■ TASK DIRECTIONS
In the records below, pick out all lines containing the word "ceiling".

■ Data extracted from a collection
-=-=-
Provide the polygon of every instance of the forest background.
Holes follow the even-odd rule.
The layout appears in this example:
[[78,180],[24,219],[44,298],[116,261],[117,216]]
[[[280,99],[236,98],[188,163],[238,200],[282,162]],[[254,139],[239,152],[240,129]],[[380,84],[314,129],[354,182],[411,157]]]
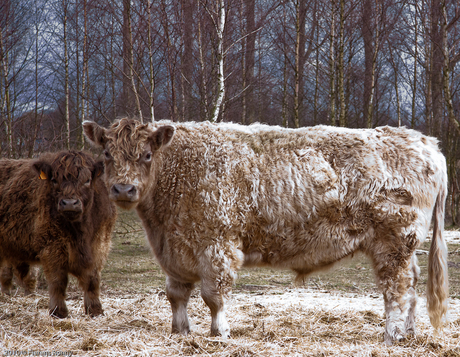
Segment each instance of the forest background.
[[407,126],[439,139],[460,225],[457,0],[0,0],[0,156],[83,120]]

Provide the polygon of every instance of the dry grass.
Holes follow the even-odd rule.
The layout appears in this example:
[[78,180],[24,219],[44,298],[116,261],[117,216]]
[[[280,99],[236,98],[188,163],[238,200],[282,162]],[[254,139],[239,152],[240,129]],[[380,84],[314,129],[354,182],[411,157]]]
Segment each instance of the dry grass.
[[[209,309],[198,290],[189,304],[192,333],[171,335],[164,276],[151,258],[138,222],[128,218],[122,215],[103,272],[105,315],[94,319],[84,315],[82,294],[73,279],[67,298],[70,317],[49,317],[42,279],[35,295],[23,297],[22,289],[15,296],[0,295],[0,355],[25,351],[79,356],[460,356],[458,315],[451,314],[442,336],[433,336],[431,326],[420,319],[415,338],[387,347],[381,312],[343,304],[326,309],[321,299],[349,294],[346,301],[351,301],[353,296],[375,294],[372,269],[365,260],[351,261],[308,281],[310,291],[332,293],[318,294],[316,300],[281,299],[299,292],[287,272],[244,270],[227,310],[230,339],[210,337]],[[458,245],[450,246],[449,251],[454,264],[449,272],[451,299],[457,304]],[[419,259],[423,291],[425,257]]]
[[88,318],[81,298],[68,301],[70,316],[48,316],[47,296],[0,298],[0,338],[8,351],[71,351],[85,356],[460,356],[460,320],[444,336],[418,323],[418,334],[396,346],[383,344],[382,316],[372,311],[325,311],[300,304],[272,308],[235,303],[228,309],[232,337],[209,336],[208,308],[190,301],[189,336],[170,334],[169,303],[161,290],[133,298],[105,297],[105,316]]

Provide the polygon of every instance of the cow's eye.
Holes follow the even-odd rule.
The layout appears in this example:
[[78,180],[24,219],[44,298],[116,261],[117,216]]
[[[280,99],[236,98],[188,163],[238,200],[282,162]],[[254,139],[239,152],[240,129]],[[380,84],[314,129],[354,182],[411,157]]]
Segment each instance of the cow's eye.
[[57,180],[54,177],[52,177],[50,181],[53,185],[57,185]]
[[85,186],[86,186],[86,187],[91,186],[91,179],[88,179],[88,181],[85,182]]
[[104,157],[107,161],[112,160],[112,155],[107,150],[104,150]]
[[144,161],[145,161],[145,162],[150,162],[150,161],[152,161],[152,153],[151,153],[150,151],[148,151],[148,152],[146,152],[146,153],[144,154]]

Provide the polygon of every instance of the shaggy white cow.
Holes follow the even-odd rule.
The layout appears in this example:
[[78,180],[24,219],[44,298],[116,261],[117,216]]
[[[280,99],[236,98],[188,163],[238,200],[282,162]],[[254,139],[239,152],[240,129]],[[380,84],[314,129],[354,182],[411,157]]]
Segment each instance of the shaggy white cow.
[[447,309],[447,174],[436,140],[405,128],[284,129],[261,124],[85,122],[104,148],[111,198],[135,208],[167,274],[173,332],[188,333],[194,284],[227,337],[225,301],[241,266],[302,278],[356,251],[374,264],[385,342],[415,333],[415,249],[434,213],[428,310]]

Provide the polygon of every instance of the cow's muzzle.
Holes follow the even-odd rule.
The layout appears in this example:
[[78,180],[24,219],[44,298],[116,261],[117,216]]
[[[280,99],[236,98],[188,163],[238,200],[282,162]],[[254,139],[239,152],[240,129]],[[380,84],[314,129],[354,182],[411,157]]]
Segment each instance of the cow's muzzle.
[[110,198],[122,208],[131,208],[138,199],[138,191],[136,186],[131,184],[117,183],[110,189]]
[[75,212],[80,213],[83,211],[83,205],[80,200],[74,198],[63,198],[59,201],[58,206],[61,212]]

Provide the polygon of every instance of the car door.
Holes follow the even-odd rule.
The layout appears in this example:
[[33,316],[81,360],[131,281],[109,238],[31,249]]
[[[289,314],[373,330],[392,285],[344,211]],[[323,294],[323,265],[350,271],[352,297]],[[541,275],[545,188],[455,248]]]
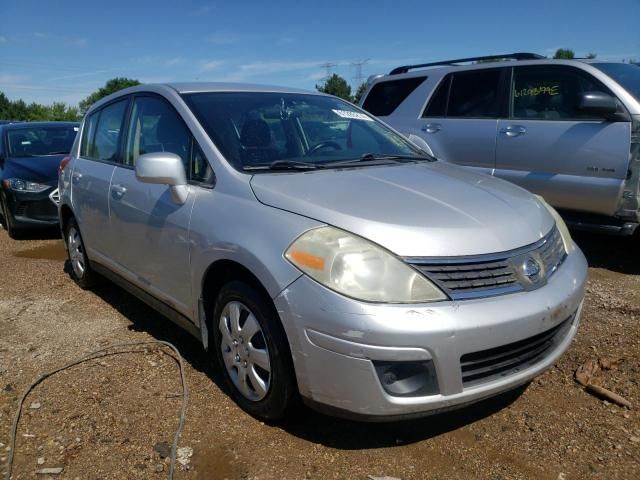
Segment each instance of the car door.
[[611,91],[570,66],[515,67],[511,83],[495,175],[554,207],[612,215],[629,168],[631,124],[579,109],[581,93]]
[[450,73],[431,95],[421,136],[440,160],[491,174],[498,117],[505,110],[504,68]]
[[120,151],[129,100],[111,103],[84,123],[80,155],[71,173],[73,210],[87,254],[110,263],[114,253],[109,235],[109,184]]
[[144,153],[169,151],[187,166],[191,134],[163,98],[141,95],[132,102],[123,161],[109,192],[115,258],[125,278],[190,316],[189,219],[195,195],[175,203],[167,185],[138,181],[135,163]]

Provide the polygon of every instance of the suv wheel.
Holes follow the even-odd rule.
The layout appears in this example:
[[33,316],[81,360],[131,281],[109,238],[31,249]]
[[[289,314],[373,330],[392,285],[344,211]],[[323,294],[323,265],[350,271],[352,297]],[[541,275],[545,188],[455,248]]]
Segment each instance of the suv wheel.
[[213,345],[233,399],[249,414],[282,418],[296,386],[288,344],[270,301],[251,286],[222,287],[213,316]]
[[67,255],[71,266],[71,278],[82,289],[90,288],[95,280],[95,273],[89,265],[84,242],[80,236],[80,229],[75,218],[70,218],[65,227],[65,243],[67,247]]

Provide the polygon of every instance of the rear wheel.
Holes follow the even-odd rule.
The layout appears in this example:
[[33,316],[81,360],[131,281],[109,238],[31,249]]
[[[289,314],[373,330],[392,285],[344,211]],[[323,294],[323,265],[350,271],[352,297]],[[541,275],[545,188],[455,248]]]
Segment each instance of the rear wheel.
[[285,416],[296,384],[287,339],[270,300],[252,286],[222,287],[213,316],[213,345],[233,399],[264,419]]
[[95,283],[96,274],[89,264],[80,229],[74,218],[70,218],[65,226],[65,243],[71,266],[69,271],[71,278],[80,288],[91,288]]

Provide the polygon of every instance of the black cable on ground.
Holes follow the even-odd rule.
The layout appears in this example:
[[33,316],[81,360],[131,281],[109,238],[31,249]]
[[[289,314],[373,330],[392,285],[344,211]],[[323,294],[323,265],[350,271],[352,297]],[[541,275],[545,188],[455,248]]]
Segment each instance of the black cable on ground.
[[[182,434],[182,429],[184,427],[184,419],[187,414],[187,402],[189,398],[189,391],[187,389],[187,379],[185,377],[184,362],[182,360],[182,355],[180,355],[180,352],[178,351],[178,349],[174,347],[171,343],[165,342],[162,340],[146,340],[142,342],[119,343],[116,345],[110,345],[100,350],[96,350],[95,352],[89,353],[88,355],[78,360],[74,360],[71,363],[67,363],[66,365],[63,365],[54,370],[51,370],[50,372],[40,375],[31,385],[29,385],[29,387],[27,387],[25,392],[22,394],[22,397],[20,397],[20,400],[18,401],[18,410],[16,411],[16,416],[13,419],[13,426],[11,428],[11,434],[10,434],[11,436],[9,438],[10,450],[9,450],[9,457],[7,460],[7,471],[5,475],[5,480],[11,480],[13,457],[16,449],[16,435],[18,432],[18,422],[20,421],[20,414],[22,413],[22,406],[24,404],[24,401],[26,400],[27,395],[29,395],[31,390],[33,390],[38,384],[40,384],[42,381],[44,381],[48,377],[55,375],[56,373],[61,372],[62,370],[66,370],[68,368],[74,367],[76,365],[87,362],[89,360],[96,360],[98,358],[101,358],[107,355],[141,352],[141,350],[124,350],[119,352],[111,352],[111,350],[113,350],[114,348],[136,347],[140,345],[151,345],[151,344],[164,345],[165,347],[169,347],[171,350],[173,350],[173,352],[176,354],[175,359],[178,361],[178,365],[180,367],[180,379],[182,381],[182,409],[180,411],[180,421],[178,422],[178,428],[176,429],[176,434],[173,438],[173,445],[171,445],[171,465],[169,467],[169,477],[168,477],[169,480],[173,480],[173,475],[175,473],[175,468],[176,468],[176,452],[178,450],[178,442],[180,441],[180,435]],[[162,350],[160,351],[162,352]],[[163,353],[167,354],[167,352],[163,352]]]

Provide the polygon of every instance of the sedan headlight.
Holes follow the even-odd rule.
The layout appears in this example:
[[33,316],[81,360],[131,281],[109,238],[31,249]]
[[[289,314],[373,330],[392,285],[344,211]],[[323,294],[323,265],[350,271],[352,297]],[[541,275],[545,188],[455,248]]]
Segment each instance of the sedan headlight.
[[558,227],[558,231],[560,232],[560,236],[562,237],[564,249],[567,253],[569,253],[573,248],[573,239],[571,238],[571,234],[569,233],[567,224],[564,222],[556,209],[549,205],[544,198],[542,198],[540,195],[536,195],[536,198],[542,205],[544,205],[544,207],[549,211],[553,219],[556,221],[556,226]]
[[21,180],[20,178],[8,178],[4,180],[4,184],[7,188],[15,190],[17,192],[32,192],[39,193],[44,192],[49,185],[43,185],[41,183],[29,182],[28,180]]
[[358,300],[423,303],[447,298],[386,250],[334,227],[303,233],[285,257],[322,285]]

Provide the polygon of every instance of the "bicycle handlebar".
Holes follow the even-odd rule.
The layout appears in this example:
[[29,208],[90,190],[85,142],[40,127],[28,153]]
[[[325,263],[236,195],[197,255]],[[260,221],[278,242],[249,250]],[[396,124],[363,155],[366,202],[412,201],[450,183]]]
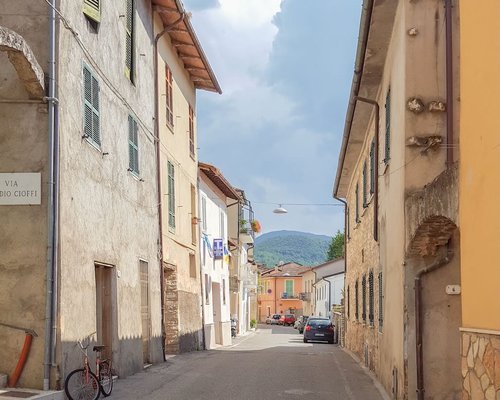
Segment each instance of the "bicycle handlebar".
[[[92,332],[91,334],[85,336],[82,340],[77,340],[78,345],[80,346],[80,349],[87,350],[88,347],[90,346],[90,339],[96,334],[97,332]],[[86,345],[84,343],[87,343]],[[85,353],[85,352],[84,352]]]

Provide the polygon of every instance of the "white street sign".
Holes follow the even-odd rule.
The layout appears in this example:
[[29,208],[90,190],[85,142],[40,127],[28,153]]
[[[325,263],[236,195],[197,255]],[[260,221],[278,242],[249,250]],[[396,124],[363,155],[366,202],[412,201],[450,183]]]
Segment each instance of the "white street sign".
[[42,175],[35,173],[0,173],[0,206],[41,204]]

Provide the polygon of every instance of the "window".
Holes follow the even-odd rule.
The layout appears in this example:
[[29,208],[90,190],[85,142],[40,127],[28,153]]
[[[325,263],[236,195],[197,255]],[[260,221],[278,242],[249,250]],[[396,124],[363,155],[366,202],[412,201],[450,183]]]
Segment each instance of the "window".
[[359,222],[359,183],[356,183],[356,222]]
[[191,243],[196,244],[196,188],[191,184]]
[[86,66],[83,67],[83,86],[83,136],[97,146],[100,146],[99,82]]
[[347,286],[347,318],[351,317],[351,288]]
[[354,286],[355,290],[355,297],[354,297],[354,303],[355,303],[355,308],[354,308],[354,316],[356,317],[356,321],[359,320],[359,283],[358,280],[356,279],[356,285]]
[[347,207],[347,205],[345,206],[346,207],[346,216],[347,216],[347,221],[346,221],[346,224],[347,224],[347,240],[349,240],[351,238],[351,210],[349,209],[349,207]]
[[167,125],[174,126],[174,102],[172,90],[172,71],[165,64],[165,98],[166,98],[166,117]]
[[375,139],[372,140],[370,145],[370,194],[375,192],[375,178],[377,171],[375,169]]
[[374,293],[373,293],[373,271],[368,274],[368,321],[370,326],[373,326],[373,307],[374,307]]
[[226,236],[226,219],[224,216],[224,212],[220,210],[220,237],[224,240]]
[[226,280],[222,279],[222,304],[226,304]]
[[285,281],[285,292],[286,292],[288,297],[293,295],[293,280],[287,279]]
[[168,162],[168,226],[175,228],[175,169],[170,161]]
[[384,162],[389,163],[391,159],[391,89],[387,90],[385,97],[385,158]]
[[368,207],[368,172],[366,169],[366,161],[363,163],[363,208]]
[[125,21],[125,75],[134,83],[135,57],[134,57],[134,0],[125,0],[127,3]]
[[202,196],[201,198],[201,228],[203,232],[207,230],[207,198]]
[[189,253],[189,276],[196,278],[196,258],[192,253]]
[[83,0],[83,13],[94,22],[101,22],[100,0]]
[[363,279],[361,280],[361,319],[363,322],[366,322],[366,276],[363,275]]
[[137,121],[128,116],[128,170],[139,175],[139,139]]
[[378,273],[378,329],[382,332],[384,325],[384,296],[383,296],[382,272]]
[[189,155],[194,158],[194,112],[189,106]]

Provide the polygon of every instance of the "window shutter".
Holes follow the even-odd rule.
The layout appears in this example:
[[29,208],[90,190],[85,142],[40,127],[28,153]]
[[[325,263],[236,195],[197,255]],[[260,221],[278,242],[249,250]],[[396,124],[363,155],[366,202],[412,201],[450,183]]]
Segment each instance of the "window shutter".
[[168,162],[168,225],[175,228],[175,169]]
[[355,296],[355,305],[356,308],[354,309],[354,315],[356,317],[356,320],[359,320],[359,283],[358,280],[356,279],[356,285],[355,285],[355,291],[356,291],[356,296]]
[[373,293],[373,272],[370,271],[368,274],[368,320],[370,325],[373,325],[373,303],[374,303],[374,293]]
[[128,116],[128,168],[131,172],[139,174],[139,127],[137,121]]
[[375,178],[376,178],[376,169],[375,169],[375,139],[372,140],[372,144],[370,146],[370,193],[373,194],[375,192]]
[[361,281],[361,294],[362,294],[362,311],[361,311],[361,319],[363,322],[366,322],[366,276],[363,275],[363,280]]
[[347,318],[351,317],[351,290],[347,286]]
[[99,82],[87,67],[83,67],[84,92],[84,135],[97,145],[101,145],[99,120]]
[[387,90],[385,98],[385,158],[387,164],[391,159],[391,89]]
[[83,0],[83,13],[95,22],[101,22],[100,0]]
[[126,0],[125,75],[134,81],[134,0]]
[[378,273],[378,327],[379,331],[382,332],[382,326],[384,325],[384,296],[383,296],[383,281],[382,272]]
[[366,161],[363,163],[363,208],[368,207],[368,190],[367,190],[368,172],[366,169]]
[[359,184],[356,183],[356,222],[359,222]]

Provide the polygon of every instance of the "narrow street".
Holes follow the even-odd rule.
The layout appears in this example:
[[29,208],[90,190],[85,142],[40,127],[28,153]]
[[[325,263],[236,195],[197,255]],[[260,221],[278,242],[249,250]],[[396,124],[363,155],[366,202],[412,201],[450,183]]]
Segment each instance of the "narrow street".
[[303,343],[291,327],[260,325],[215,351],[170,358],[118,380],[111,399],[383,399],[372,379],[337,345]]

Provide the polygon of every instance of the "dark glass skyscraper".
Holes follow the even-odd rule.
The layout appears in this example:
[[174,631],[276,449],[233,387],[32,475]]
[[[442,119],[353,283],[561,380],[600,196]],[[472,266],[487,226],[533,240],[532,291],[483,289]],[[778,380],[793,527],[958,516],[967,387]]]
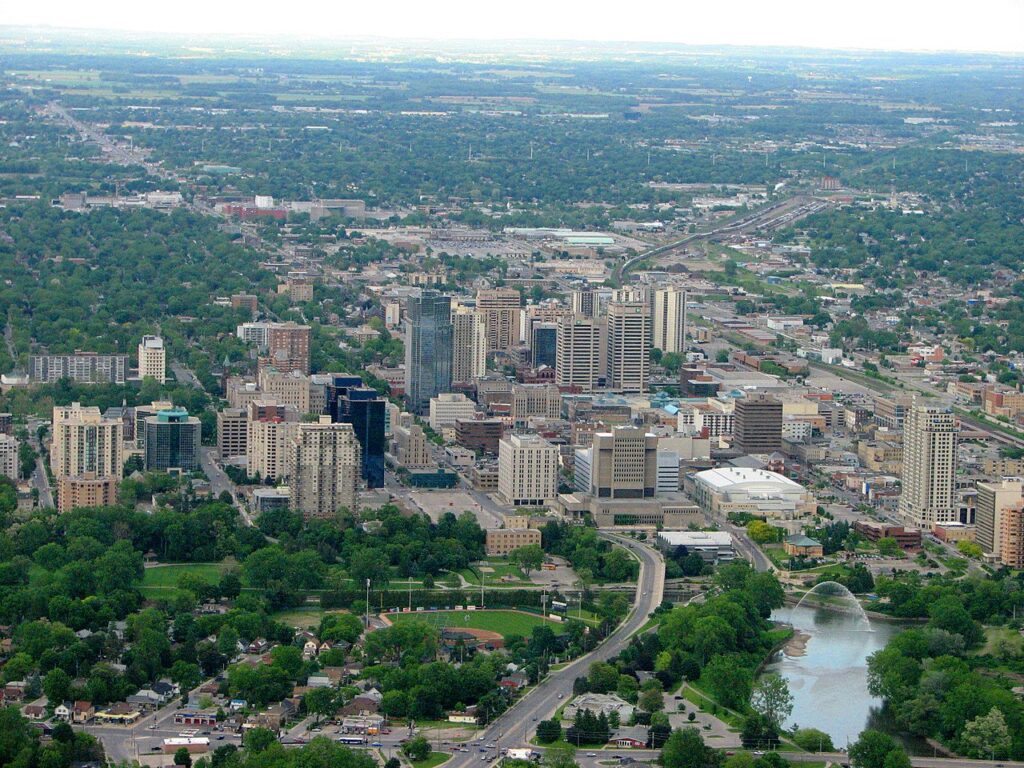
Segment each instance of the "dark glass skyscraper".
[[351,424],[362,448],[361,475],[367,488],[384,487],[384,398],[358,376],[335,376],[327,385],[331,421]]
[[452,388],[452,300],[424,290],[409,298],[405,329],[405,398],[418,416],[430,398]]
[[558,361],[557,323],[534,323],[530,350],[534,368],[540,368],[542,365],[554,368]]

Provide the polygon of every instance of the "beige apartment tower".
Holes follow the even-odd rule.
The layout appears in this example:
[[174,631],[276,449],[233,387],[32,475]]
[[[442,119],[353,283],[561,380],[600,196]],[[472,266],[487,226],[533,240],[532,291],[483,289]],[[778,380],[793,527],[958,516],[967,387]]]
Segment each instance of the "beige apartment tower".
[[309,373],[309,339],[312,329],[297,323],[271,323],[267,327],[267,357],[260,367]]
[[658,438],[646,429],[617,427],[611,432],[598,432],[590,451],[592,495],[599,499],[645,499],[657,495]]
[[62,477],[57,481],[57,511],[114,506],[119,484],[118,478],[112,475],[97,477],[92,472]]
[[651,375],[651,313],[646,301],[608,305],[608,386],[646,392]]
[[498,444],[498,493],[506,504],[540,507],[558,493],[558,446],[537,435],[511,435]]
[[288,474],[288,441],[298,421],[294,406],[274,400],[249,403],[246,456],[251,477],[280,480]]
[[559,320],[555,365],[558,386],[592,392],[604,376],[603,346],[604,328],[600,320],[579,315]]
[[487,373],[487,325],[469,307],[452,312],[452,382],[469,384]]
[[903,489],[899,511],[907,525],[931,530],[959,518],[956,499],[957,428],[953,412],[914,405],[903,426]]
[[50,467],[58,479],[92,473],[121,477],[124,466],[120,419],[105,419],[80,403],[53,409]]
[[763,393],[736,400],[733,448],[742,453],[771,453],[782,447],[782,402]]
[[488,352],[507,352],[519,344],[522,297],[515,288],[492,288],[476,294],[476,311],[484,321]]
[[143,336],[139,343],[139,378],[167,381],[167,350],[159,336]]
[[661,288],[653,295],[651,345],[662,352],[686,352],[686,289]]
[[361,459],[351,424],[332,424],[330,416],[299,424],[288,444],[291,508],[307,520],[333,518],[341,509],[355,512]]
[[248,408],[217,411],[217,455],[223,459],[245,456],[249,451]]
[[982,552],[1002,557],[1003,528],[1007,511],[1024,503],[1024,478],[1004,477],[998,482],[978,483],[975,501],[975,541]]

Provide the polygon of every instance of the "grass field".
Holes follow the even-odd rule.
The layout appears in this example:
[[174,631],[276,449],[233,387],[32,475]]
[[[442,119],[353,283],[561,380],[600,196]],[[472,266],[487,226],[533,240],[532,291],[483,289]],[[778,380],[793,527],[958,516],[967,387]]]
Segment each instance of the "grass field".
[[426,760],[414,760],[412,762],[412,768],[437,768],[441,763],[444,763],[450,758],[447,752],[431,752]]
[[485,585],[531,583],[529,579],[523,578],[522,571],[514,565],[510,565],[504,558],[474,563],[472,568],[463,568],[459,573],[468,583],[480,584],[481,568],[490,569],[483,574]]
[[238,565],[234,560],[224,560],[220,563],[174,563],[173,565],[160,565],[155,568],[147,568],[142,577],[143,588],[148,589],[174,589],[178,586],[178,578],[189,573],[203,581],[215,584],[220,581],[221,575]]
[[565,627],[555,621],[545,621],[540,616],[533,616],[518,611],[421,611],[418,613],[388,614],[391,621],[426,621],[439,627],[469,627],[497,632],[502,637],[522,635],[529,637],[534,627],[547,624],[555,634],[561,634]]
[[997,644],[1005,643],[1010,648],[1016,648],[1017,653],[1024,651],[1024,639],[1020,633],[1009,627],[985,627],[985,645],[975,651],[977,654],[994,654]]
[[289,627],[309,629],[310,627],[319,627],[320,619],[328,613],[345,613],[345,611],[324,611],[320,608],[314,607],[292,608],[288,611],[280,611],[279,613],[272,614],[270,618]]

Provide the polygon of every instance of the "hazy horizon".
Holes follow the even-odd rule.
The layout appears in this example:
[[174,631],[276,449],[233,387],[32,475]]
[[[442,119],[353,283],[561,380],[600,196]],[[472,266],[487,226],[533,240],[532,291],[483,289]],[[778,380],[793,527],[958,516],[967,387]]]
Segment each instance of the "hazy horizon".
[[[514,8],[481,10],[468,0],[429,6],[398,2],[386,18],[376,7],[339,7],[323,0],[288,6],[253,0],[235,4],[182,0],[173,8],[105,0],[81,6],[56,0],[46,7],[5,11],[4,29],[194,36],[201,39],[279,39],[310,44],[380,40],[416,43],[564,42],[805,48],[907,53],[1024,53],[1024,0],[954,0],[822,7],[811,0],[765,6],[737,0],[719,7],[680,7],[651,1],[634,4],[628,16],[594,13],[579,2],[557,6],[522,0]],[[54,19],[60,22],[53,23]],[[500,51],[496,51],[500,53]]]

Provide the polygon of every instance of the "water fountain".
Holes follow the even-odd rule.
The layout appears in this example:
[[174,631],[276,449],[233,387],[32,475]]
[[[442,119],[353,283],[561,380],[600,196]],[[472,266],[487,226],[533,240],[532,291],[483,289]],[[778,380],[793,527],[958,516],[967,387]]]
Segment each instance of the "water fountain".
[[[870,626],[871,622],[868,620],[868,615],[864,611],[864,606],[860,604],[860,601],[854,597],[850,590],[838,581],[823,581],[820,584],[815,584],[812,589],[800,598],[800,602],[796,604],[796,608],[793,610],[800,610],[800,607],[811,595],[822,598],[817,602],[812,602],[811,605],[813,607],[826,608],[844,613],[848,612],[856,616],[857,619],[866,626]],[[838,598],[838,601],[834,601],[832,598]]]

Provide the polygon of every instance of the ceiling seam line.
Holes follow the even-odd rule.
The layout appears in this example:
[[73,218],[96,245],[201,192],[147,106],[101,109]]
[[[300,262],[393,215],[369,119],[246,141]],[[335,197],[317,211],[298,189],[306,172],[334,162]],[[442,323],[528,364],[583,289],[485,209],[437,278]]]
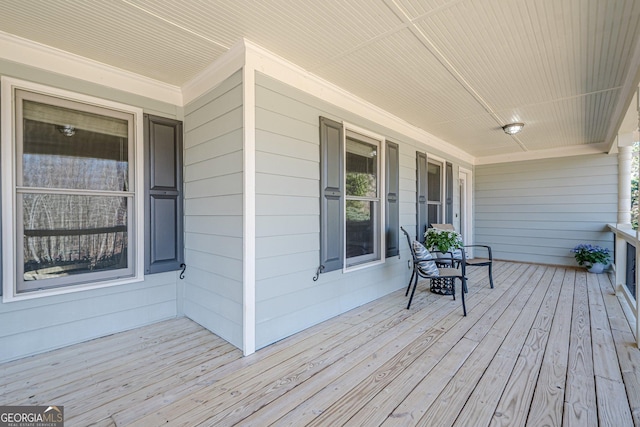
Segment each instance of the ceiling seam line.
-=-=-
■ EXERCISE ANSWER
Provide the polygon of every instance of the ceiling seam line.
Segment each instance of the ceiling seam line.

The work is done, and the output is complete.